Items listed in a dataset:
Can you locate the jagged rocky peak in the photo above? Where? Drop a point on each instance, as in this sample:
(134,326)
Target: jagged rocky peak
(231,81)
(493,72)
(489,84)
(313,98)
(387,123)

==

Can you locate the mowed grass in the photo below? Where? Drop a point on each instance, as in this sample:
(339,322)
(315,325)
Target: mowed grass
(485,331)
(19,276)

...

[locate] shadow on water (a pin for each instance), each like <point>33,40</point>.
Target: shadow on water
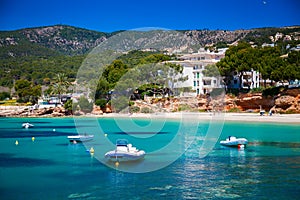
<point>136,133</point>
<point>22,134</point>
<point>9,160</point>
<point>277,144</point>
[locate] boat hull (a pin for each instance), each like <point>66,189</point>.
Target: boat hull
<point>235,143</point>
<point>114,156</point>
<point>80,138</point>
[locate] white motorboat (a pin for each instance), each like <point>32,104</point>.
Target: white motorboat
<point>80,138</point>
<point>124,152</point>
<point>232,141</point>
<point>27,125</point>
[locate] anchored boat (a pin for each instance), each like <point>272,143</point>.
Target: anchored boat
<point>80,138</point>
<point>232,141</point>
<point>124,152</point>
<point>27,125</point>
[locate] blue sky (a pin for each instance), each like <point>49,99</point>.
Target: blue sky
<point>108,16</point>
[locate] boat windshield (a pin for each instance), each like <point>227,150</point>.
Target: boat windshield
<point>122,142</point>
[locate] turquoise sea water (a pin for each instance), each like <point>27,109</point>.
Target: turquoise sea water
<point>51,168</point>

**Problem details**
The expected answer is a copy of each line in the records that holds the word "photo".

**Result for this task**
Can you locate the jagged rocky peak in the photo above? Where? Drop a point on each instance, as in this sample:
Can you locate the mowed grass in the photo below? Where? Drop a point on each instance, as in this sample:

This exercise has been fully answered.